__STATED PROBLEM__:
Give again the part of the rows that opens with the line containing "Mark the door handle" and runs through the end of the rows, switching "wildlife tally" to "habitat survey" and leaving all else unchanged.
>> Begin MATERIAL FOR THIS EXERCISE
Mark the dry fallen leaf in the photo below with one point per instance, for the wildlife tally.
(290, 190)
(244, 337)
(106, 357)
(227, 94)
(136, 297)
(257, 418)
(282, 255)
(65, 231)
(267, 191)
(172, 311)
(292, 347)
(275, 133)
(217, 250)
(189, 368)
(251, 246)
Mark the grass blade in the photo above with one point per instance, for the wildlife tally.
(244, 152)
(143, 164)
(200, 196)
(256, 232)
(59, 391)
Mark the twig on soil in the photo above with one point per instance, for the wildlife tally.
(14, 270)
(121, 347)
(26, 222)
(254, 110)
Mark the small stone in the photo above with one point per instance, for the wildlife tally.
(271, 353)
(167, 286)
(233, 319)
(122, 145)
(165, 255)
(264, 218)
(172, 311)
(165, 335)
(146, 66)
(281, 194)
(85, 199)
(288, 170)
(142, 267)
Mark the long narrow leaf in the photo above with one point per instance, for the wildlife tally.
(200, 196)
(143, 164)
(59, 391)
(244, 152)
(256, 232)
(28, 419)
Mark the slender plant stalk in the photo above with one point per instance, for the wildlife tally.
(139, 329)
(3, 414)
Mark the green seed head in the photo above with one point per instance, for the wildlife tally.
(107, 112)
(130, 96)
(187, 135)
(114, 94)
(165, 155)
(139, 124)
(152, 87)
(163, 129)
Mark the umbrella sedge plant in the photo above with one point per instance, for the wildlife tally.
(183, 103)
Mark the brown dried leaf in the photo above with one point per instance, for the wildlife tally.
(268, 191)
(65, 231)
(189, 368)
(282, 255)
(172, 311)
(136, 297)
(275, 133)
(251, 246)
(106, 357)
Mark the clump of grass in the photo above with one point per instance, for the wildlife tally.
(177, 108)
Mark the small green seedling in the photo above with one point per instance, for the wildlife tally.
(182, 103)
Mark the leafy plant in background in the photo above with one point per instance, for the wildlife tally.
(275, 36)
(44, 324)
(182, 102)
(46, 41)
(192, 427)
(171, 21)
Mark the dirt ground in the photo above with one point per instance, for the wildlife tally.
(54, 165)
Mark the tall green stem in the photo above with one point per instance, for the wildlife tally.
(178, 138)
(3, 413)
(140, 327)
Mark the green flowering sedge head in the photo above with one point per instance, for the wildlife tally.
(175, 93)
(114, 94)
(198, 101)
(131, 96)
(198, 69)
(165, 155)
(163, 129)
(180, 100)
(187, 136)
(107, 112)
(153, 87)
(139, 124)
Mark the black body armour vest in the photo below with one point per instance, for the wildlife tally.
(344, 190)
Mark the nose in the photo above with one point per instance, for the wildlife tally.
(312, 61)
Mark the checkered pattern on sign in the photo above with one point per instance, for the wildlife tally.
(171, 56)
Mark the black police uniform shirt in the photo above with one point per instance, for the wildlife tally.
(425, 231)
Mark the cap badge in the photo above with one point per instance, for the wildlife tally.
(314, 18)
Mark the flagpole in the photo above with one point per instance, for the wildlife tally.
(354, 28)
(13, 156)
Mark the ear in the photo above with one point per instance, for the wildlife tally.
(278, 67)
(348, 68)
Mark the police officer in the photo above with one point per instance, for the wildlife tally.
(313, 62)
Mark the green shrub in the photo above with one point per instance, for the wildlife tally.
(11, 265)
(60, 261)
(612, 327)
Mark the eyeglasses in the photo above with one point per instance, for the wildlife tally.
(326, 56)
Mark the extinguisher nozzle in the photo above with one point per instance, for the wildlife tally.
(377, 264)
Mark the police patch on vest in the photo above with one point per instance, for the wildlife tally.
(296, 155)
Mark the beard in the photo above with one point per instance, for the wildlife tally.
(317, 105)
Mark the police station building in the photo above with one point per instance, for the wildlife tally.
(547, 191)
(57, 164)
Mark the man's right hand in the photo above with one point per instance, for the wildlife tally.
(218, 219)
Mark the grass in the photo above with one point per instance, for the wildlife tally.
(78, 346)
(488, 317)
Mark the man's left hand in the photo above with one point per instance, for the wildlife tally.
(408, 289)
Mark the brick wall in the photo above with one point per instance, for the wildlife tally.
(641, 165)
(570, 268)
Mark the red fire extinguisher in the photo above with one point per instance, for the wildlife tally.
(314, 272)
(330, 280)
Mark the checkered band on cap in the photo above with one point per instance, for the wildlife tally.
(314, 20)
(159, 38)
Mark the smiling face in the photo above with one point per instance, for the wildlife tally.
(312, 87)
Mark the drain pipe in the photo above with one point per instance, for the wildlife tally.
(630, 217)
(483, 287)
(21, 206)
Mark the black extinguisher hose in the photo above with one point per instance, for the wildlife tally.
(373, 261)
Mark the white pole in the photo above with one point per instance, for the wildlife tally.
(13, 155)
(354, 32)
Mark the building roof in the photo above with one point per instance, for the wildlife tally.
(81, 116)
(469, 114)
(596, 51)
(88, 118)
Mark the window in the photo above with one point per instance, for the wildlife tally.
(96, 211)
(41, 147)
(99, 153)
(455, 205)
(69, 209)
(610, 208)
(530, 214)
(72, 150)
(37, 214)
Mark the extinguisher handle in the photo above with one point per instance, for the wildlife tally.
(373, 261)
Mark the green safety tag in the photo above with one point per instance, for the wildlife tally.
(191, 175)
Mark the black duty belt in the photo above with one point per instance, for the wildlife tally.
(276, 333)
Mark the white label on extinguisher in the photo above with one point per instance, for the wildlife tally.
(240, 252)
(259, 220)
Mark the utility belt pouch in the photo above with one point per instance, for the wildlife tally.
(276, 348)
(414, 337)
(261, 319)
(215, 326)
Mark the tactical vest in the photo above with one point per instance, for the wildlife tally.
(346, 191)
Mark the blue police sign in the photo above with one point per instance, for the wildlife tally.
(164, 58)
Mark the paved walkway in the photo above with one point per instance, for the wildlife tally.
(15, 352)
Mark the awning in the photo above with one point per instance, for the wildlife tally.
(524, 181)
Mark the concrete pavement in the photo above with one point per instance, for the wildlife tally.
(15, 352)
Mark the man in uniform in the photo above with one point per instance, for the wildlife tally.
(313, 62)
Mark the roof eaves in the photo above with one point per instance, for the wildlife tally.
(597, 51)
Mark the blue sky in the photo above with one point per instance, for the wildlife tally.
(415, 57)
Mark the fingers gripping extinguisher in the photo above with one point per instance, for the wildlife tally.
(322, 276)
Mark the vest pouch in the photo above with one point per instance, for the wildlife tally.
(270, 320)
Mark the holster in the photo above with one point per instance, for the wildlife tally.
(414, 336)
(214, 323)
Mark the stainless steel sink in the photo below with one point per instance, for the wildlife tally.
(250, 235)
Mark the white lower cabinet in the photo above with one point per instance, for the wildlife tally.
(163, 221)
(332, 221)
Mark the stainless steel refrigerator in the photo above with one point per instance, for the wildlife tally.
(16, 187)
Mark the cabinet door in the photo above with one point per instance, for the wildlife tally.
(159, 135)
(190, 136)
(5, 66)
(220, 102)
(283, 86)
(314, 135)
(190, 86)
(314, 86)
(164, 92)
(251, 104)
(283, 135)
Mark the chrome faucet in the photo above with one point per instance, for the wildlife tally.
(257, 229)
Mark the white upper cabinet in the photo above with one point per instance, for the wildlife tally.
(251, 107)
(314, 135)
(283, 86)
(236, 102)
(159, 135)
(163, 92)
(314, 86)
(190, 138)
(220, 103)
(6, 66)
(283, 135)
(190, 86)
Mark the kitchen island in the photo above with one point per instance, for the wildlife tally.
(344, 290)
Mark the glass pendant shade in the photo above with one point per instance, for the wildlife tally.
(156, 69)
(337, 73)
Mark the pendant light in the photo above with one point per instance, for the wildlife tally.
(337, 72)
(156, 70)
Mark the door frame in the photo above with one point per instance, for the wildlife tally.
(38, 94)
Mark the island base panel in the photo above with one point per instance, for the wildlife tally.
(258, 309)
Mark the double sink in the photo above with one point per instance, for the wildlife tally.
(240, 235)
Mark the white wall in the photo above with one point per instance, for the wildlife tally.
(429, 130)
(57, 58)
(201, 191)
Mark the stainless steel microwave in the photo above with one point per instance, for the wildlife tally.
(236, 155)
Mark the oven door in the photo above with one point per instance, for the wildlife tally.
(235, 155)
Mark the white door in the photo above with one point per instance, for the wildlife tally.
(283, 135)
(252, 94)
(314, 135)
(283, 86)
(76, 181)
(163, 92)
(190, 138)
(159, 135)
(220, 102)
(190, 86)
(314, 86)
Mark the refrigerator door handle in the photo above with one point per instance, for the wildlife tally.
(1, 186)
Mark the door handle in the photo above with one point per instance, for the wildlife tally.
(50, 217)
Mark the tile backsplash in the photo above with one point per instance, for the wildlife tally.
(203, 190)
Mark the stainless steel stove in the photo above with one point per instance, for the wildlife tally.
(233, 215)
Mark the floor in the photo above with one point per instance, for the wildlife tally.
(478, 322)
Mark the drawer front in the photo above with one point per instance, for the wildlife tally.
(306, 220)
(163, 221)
>> End MATERIAL FOR THIS EXERCISE
__PROBLEM SOLUTION__:
Mark the door handle in the photo above with one point per instance, for the habitat survey.
(50, 217)
Mark the tile backsplash in the photo above with one point per instance, for the habitat survey.
(203, 190)
Mark the stainless steel stove in the photo above with one point per instance, for the habitat survey.
(233, 215)
Mark the floor in the photo above with one point per instance, for the habitat survey.
(478, 322)
Mark the drawer front in the photo above with one point per instance, for the habitat survey.
(306, 220)
(163, 221)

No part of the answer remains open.